> Stored items
......

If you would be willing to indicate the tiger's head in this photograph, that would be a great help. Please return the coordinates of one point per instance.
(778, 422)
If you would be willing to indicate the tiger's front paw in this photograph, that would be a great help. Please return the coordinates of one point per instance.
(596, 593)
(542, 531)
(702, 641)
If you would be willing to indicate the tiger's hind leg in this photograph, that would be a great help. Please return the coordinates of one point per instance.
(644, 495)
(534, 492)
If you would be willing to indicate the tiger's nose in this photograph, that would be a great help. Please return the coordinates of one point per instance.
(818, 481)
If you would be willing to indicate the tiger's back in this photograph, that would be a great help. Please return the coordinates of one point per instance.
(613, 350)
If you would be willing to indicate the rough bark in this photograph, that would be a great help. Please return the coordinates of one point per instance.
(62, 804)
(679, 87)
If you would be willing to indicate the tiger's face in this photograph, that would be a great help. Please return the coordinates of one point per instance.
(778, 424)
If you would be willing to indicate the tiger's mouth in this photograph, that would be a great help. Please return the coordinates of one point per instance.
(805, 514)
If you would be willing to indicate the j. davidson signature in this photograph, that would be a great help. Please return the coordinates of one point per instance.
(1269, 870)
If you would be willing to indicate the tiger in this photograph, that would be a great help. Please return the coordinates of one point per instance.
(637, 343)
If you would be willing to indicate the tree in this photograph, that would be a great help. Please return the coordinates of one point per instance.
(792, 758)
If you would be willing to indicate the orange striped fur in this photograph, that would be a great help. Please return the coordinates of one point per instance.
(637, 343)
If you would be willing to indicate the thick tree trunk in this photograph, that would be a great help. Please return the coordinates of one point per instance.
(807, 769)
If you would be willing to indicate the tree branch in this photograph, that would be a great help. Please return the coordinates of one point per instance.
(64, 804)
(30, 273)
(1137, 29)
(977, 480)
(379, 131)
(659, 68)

......

> Task description
Each record above has to be repeated word for word.

> The answer
If you would be willing to indicate the tiger's head in this photograph, that would be a great help. Please return the coordinates of one point per instance.
(778, 422)
If you would be willing to indicate the tiger's front paw in this photograph, that would be a great help. Please return the coordinates of one point per instance.
(596, 593)
(542, 531)
(702, 641)
If you would be willing to indicate the tiger's hind leg in this photograph, that would be a great help. Please return the coordinates of one point per instance.
(644, 495)
(534, 492)
If you would be willing to indicate the tiger's nose in this photograph, that would be a great help. Please return the coordinates of one point per instance.
(818, 481)
If you would be willing to indicate the tiger's back in this photograph, that would be a great help. Please return the coordinates of one point per instance.
(613, 350)
If you would be willing to indicate the rough bark in this photograph, that would be a great help. Please return the coordinates of one point per instance.
(62, 804)
(679, 87)
If you would be willing to indicate the tiger's face in this photograph, that would be a great help. Please return the coordinates of one point per instance.
(778, 424)
If you would be willing to indicate the tiger's mouth in this photograph, that would be a great help. Please return the coordinates of one point per instance.
(805, 514)
If you would be willing to indicate the j. davidson signature in this photograph, that would be a great help. Please return the coordinates of one point per instance.
(1269, 870)
If you would be willing to indicate the tiger in this photograph, that would be a great help. Please return the coordinates of one point per instance.
(637, 343)
If you would be willing to indicate the tree in this photograph, that would be a great help. Please return the coordinates of one point per instance.
(792, 758)
If you would be willing to indicate the orange striped fur in this photograph, that would be a great help. Please return the coordinates of one point per instance.
(637, 343)
If you would be willing to indicate the thick tree trunk in this photograph, that would be a great help. Please return the coordinates of one point per instance.
(807, 769)
If you would be willing to indicate the tree branch in this photograph, that would be a great help. Please return the coordinates of one point per instance.
(64, 804)
(30, 273)
(1137, 29)
(977, 480)
(379, 131)
(659, 68)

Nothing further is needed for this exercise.